* Task set
- A) Please repeat word for word the part of the workplace harassment passage that opens with the words containing "The SDA states" and closes with "all allegations seriously.".
- B) Write what follows the final sentence of the workplace harassment passage, carrying on its discussion of bullying at work.
— Begin Passage —
By far, the most common form of harassment is sexual harassment. Survey results in a 2014 guideline published by the Human Rights Commission, indicates that one in five (21%) of people (including both men and women) reported being sexually harassed in the workplace in the previous 5 years, that 79% of the harassers were men and almost one-quarter of the victims were men.
The SDA states that a person sexually harasses another person if:
“(a) the person makes an unwelcome sexual advance, or an unwelcome request for sexual favours, to the person harassed; or
(b) engages in other unwelcome conduct of a sexual nature in relation to the person harassed;
in circumstances in which a reasonable person, having regard to all the circumstances, would have anticipated the possibility that the person harassed would be offended, humiliated or intimidated.”
Note that there does not have to be repeated behaviour, one incident is enough to breach the section, however most cases involve repeated behaviour which often escalates over time. But whether one incident or many, employers are obliged to treat all allegations seriously.
The SDA provides some of the circumstances to consider as to whether sexual harassment has occurred including, but not limited to:
“(a) the sex, age, sexual orientation, gender identity, intersex status, marital or relationship status, religious belief, race, colour, or national or ethnic origin, of the person harassed;
(b) the relationship between the person harassed and the person who made the advance or request or who engaged in the conduct;
(c) any disability of the person harassed;
(d) any other relevant circumstance.”
Also note the definition of "conduct of a sexual nature" includes;
“making a statement of a sexual nature to a person, or in the presence of a person, whether the statement is made orally or in writing.”
WHAT IS BULLYING AT WORK?
Unlike sexual harassment bullying requires repeated unreasonable behaviour. The bullying jurisdiction under the Fair Work Act 2009, does not directly allow for any claims for compensation but does allow a worker to apply to the Fair Work Commission for orders for the bullying to stop. Before orders are made, the FWC will usually require that the person has first tried to resolve the situation internally and if unsuccessful, the FWC will conduct private conciliation.
— End Passage —
— Begin Extracted information —
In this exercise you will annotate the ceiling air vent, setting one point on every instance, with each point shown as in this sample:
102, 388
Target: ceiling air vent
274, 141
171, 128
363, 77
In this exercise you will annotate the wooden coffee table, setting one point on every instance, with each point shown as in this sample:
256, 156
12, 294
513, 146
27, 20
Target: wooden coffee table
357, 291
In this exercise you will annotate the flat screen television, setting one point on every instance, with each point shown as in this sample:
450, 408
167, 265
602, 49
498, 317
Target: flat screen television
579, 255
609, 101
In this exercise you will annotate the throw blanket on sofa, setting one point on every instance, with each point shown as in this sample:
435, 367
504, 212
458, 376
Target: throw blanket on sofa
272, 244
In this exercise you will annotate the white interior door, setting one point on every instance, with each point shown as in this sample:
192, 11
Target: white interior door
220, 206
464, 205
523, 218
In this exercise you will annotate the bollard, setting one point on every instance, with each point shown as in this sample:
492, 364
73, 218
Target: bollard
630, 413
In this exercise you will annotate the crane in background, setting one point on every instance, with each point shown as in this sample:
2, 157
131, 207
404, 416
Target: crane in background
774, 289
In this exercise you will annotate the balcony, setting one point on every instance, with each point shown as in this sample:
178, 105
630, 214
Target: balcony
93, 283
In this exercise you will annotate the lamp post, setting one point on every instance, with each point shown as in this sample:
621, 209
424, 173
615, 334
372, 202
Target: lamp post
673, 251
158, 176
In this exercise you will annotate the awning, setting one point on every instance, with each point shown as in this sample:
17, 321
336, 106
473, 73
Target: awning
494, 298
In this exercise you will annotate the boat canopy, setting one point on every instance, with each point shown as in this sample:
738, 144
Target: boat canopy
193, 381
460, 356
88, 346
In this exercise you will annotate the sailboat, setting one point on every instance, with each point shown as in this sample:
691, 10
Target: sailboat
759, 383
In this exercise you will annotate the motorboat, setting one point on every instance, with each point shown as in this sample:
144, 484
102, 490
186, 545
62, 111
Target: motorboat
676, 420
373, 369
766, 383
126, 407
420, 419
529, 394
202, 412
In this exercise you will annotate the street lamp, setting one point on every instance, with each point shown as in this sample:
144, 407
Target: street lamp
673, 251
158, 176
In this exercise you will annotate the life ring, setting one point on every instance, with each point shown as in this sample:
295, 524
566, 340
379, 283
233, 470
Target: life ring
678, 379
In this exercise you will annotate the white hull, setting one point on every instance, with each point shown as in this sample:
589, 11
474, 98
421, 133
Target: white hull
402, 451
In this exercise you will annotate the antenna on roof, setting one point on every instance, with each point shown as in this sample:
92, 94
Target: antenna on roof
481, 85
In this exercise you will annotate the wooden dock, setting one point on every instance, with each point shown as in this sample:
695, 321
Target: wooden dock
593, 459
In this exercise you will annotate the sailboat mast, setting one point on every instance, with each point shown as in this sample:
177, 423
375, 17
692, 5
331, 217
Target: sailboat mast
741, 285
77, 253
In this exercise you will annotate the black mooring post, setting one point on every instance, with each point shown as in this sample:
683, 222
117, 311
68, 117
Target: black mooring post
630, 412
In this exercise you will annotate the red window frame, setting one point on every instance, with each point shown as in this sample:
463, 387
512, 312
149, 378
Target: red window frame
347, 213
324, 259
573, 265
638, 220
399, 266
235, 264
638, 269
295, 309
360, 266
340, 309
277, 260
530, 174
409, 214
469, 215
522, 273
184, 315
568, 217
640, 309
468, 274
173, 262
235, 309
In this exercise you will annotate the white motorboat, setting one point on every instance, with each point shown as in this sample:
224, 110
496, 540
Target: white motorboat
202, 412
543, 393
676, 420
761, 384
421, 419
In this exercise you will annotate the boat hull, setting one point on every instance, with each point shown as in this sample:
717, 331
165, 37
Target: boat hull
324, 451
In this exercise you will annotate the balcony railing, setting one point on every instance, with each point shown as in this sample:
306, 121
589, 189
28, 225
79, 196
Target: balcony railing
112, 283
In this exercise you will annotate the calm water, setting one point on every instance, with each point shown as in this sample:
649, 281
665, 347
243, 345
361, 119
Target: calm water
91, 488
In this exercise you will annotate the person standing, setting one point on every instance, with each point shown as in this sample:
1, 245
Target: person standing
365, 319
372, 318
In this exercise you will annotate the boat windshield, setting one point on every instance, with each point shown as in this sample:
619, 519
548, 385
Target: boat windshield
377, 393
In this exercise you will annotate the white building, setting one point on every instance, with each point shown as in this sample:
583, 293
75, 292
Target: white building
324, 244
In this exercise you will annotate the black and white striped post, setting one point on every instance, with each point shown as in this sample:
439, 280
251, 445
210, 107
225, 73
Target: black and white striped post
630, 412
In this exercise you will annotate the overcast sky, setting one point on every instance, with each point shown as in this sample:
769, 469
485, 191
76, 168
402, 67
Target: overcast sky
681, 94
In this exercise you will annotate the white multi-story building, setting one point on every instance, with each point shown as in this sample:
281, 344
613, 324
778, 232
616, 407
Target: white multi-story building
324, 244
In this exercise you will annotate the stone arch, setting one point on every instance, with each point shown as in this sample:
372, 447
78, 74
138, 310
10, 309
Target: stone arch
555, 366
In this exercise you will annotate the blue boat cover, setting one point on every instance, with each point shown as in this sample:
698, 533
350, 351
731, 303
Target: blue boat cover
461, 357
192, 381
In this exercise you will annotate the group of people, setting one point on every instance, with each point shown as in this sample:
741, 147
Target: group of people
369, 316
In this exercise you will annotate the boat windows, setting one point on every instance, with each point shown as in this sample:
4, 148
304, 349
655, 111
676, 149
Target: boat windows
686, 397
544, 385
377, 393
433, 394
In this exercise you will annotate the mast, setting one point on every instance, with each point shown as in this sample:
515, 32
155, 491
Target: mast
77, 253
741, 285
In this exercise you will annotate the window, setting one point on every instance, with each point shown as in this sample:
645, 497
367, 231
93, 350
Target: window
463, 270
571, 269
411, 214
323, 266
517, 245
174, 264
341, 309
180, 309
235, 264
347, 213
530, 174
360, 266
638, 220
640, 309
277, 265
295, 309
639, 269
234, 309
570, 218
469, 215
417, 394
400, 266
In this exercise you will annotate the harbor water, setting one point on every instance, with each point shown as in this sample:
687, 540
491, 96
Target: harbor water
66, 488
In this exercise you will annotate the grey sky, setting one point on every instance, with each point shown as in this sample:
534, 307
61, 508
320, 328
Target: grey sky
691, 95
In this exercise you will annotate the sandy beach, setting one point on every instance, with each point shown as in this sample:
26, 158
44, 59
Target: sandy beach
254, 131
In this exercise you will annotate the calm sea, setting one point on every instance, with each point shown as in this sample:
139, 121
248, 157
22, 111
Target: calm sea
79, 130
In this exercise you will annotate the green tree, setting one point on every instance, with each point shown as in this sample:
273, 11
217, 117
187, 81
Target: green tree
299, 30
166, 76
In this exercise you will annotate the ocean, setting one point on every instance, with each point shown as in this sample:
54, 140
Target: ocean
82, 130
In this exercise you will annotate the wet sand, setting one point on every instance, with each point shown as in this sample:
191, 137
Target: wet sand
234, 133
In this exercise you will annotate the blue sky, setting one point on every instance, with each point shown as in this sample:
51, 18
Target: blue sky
— End Extracted information —
* Final answers
- A)
The SDA states that a person sexually harasses another person if:
“(a) the person makes an unwelcome sexual advance, or an unwelcome request for sexual favours, to the person harassed; or
(b) engages in other unwelcome conduct of a sexual nature in relation to the person harassed;
in circumstances in which a reasonable person, having regard to all the circumstances, would have anticipated the possibility that the person harassed would be offended, humiliated or intimidated.”
Note that there does not have to be repeated behaviour, one incident is enough to breach the section, however most cases involve repeated behaviour which often escalates over time. But whether one incident or many, employers are obliged to treat all allegations seriously.

- B)
The definition is found in section 789FD
(1) A worker is bullied at work if:
(a) while the worker is at work in a constitutionally-covered business:
(i) an individual; or
(ii) a group of individuals;
repeatedly behaves unreasonably towards the worker, or a group of workers of which the worker is a member; and
(b) that behaviour creates a risk to health and safety.
(2) To avoid doubt, subsection (1) does not apply to reasonable management action carried out in a reasonable manner.
WHY IT IS IMPORTANT TO AVOID DISCRIMINATION/HARASSMENT AND BULLYING IN THE WORKPLACE?
• The first and most important reason is that it can result in very real and long-lasting psychological damage in the person being harassed. It sends a message that that person is not valued and is incredibly destructive to confidence and trust of workers in their fellow workers and in their employer. There have even been incidents where young persons have committed suicide following repeated bullying at work.
• A workplace without these issues is a more inclusive and productive workplace and a better place for everyone to work.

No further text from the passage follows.